* _Direction 1_
Please list every word that describes the film in the movie review's sentence beginning "I found this movie very".
* _Direction 2_
Carry the movie review below further, starting after its last sentence.

God places the responsibility of self-examination upon our shoulders. The Greek word for examine is actually a commercial term meaning to “weight the worth.” It’s hard to speak up for what is right in our modern, rushed society. We tend to be so involved in our selves that we put others in a “box” and judge them by what they look like and not for who they truly are. Let us have the courage of Ebed-Melech to speak out for, help, encourage, and take action for those we unvaryingly consider less than we are. When God is in control He empowers us to be bold against the injustices of this world.

We are all tied together by a delicate yet unbreakable thread. Lives crash into each other on a daily basis, but through it all there is hope in God to see us through to—and take a compassionate part—in one another’s best interests… and that is not as unlikely as snow in California. As the closing song gently encourages: “Shed your pride and climb to Heaven.”

Violence: Heavy / Profanity: Heavy / Sex/nudity: Moderate

See list of Relevant Issues—questions-and-answers.


Viewer CommentsSend your comments
Comments below:
Positive
Positive—I, too, was squirming within the first 10 minutes. However, I felt this movie is a snapshot of not just America, but the world at large. We live in a very “me” oriented society/world. This movie took me back to a time some twenty years ago when I was one of these characters. I was angry, negative, promiscuous, self-loathing, and reckless to name a few adjectives. I found myself in a lot of these characters.

Still today, as a born-again Christian, I still have trepidation when being approached by a young black man. I still, God forgive me, assume the Latino with all the tatoos is a gang member. I too feel uncomfortable, and yes even angry, around Arabs. I was confronted with these biases head-on by this film.

I believe if any one says they have no prejudice in them, they are being intellectually dishonest. I found this movie very engaging, riveting, truthful, offensive, gut-wrenching, unabashed, and unnerving. The acting was superb!

I believe even if it was not spelled out for the movie-goer, there was definite character growth through-out the movie. Matt Damon showed me loathing and contempt in one scene and humanity and (yes, dare I say) repentance in another. Ludacris, the car-jacker, realized his humanity in the end. Even the Persian shop-keeper referred to the Angel sent to him.

I believe God is in the details in this movie. I do not think this is a movie for everyone. I definitely wouldn’t recommend it to all my friends, but I would to some. I tentatively give this film a positive rating of 4 because I came away with the revelation that what is most important to G_d is that we love one another.

* _Dataset excerpt_
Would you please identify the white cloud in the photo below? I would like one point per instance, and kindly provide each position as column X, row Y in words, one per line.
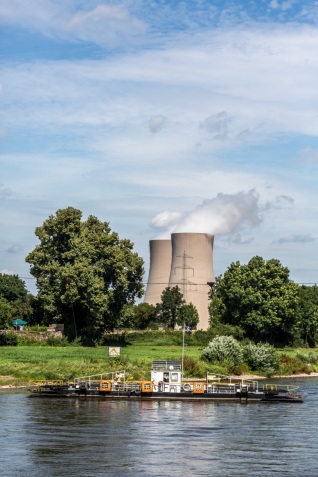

* _Final answer 1_
engaging, riveting, truthful, offensive, gut-wrenching, unabashed, unnerving

* _Final answer 2_
My Ratings: Very Offensive/5
—Beatrice, age 40
Positive—This movie is a very offensive movie, but racism is an offensive thing. This is seriously one of the best movies I’ve seen this year. Every character plays their roles to the fullest, but especially Ryan Phillippe and Matt Dillon. This movie doesn’t just show you that people who you think are racist, just aren’t educated enough. They just follow stereotypes. They have aspects of their lives which people just don’t see. For example, Matt Dillon’s Character. We don’t see the loving son side. I wouldn’t take anyone under 16 to this movie. But if you are an adult, or mature enough… This is a gem of 2005.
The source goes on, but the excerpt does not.